- [Texto seleccionado]
Recientemente hemos vivido un ejemplo de nacional-catolicismo, es decir, una manera falsamente mundana de interpretar el cristianismo del que se pueden aprender varias cosas, por ejemplo, que un hombre equivocado puede llegar a ser coherente, y que el nacionalismo siempre nos sorprende por su perversidad. En efecto, el tabú del incesto con la tierra, el nacionalismo, es uno de los peores males que soporta España. Ese prejuicio nacionalista no sólo está poniendo en peligro las bases de la civilización y la convivencia entre los españoles, sino que amenaza con destruir las bases del propio cristianismo.
El nacionalismo vasco y el catalán han infectado con tanta virulencia los fundamentos de órdenes religiosas tan respetables como la de los franciscanos y los benedictinos, por no hablar de jesuitas y dominicos, que diríamos que no vemos salida a este problema. Un ejemplo paradigmático del mal nacionalista en el seno de la Iglesia Católica es el dado por José Arregui, franciscano vasco, contra su obispo José Ignacio Munilla, que ha terminado sin embargo con final feliz y, en cierto sentido, coherente. Feliz, porque Arregui ha abandonado la orden franciscana al no tener alojamiento en ella su nacional-catolicismo; y coherente, porque al fin este hombre se ha enterado de que San Francisco de Asís era la antitesis de la soberbia.

- [Qué harás]
1. Reproduce con exactitud el fragmento del texto sobre el nacional-catolicismo que va desde "Recientemente hemos vivido" hasta "del propio cristianismo.", esta última expresión incluida.
2. Continúa el texto sobre el nacional-catolicismo a partir de su última oración.

- [Registros mostrados]
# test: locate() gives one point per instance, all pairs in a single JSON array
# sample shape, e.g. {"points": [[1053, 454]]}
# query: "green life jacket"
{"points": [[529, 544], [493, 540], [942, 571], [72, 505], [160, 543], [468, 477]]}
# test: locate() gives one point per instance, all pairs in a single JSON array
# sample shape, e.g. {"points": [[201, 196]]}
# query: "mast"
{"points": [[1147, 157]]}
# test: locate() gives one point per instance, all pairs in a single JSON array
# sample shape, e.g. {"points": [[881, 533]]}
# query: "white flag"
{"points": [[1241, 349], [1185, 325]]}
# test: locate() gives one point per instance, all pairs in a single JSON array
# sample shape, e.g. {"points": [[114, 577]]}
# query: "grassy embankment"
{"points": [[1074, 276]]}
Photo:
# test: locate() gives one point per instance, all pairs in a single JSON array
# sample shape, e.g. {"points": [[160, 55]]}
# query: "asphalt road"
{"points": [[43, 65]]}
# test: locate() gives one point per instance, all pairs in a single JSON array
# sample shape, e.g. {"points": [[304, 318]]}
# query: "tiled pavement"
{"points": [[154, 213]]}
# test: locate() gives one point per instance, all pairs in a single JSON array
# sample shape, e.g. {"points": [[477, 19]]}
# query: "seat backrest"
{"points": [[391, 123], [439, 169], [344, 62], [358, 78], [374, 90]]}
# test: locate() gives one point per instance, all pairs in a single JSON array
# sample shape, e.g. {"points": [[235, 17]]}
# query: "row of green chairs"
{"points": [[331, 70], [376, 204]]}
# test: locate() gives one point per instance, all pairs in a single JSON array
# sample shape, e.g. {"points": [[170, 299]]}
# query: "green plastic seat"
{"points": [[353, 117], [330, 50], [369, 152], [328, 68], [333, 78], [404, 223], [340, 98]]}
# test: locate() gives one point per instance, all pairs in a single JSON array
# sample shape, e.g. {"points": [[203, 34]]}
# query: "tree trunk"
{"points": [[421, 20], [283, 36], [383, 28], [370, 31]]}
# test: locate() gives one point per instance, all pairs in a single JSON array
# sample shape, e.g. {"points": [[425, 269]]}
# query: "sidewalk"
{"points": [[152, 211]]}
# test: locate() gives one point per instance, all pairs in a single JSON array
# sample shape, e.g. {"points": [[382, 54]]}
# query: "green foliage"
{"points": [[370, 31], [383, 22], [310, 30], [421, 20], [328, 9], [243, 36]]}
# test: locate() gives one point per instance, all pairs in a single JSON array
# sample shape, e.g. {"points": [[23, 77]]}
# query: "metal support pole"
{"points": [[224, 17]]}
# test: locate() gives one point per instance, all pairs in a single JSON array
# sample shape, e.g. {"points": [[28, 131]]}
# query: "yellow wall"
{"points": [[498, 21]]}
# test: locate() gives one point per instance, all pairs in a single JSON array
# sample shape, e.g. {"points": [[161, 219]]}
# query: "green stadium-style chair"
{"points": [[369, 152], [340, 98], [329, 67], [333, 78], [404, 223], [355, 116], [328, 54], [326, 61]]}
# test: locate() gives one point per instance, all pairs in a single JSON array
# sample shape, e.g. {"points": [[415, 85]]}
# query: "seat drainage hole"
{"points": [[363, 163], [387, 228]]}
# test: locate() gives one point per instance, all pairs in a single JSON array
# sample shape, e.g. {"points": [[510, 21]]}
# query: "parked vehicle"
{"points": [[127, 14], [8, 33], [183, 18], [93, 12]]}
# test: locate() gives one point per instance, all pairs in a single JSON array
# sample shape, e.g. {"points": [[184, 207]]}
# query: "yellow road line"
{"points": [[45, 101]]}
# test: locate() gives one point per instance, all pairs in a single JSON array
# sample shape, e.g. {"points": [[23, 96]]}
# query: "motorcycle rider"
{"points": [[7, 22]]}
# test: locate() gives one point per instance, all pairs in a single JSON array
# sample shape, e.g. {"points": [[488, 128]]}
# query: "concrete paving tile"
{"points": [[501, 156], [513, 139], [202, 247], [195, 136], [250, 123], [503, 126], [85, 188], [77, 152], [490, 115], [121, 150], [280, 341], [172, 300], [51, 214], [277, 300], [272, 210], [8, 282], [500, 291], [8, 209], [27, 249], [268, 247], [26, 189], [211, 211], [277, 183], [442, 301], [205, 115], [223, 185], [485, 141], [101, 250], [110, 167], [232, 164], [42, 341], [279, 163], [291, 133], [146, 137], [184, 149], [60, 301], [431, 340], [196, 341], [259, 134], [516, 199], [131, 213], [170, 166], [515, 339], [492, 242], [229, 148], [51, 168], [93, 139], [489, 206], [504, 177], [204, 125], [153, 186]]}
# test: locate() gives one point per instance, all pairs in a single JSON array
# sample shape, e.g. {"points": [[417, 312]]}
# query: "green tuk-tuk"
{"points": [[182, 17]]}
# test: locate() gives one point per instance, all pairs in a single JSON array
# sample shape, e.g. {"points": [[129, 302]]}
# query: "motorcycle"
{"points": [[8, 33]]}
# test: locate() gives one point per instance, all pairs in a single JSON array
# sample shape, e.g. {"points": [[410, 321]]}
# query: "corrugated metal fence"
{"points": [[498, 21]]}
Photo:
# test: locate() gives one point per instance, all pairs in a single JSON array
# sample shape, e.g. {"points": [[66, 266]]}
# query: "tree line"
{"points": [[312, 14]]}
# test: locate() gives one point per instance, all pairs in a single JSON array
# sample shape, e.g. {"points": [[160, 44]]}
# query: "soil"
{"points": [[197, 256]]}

- [Respuestas]
1.
Recientemente hemos vivido un ejemplo de nacional-catolicismo, es decir, una manera falsamente mundana de interpretar el cristianismo del que se pueden aprender varias cosas, por ejemplo, que un hombre equivocado puede llegar a ser coherente, y que el nacionalismo siempre nos sorprende por su perversidad. En efecto, el tabú del incesto con la tierra, el nacionalismo, es uno de los peores males que soporta España. Ese prejuicio nacionalista no sólo está poniendo en peligro las bases de la civilización y la convivencia entre los españoles, sino que amenaza con destruir las bases del propio cristianismo.

2.
José Arregui, que no ha parado de criticar, despreciar e insultar a su obispo desde el mismo día de su nombramiento como obispo de San Sebastián, ha decidido abandonar la orden, porque no hay espacio para la insumisión. En esto, al menos, tiene razón el exclaustrado; no creo que nadie en su sano juicio, y al margen de sus creencias, pudiera imaginarse al bueno de San Francisco de Asís insultando a su obispo. La regla fundamental de esta orden no es otra que la obediencia y sumisión al Papa. Al socaire de esta regla parece, pues, incomprensible que este franciscano haya tardado tanto tiempo en percatarse de lo que debería haber sido la base de su vida religiosa. Este hombre ha estado toda su vida engañándose y, por supuesto, engañando a sus hermanos, porque su nacionalismo estaba por encima de la difusión del Evangelio.
Resulta tan incomprensible como sospechoso que un franciscano no quiera saber la base del comportamiento del fundador de la orden. El nacionalismo vasco es de tal perversidad que ya no se detiene ni siquiera ante uno de los santos más queridos de la cristiandad. Es de los pocos que recibió los estigmas de Cristo. Fue el primero. San Francisco regeneró el cristianismo porque sólo quiso la regeneración del cristianismo dentro de la Iglesia Católica, pero Arregui y sus secuaces nacional-católicos no quieren otra regeneración que la dictada por el tabú del incesto con la tierra, el nacionalismo vasco. Arregui es un revolucionario, una oveja descarriada, mientras que San Francisco fue un regeneracionista, un buen pastor.